+++ DATA

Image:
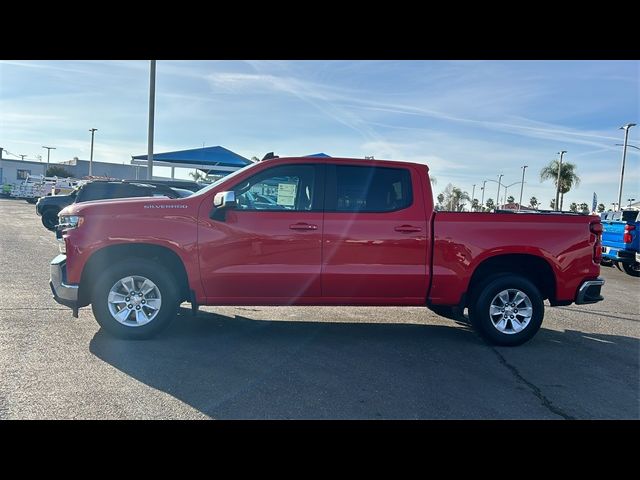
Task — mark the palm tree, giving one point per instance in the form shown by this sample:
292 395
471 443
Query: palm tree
453 197
568 177
197 175
489 203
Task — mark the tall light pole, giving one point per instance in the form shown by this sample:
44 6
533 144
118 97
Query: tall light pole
624 156
93 131
473 192
152 103
524 168
558 180
48 152
505 190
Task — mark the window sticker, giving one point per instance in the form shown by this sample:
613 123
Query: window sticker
286 194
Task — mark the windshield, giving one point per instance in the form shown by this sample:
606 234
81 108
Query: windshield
208 188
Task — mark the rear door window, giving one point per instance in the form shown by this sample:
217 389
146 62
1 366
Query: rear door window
367 189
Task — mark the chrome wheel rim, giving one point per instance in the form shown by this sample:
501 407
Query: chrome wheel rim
134 301
510 311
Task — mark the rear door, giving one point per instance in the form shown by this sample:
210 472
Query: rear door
375 236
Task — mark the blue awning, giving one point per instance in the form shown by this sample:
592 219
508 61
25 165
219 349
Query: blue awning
197 158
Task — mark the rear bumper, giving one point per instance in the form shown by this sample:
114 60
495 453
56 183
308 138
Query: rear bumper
589 291
63 293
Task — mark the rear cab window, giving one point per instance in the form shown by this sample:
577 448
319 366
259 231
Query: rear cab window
352 188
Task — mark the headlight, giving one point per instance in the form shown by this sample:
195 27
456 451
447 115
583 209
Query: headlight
68 222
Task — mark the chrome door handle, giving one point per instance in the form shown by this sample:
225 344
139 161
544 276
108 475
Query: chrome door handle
407 229
303 226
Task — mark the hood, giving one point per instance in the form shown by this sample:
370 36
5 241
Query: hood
137 205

++++++

◆ EXERCISE TASK ◆
Express these lines as a JSON list of strings, one string per line, with blank lines left out and the pictures omitted.

◆ RESPONSE FOR THIS EXERCISE ◆
[
  "Image:",
  "Task — mark the palm tree, giving one point per instance in the form shown by this sample:",
  "292 395",
  "471 443",
  "Query: palm tree",
  "453 197",
  "568 177",
  "197 175",
  "489 203",
  "Task — mark the tall light pole, giving one point per instance in the form shown by this sample:",
  "44 6",
  "533 144",
  "118 97",
  "Query: tall light pole",
  "624 156",
  "93 131",
  "473 192",
  "152 103",
  "524 168",
  "558 180",
  "48 152",
  "505 190",
  "Task — mark the window sticker, giving one point per instance in the form shown by this sample:",
  "613 123",
  "Query: window sticker",
  "286 194",
  "Task — mark the windshield, giving one point per instance in the form shown by this sample:",
  "606 234",
  "81 108",
  "Query: windshield",
  "208 188",
  "Task — mark the rear door window, giving one point per instance in the form shown by this sample:",
  "217 389",
  "146 62",
  "1 366",
  "Query: rear door window",
  "367 189",
  "Task — mark the chrome wheel rim, giving one point per instance in the form shown by this sample:",
  "501 407",
  "Query: chrome wheel rim",
  "134 301",
  "510 311",
  "Task — mark the rear door, giving one point per instance in the form shown by this sample:",
  "210 472",
  "Query: rear door",
  "375 236",
  "Task — mark the blue awning, giving one point per instance in the form shown by this sample:",
  "592 219",
  "508 61",
  "25 165",
  "219 349",
  "Query: blue awning",
  "197 158",
  "Task — mark the rear bumper, giving one point per instance in the form shown by this sample:",
  "114 60",
  "495 453",
  "56 183",
  "308 138",
  "Query: rear bumper",
  "589 291",
  "63 293",
  "Task — mark the rear cab window, giving one point per instance in the form shown by this sample:",
  "577 448",
  "319 366",
  "259 231",
  "Query: rear cab window",
  "352 188",
  "Task — mark the headlight, giving one point per instance in the form shown by this sample:",
  "195 27",
  "456 451",
  "447 115",
  "583 209",
  "Query: headlight",
  "68 222",
  "Task — mark the chrome door handle, giving one point per instance in the form shown by this sample:",
  "225 344",
  "139 161",
  "544 276",
  "108 475",
  "Query: chrome door handle",
  "407 229",
  "303 226",
  "Task — mark the hood, giving one point per instance in the form shown by this sample:",
  "370 36",
  "5 241",
  "Query: hood",
  "137 205"
]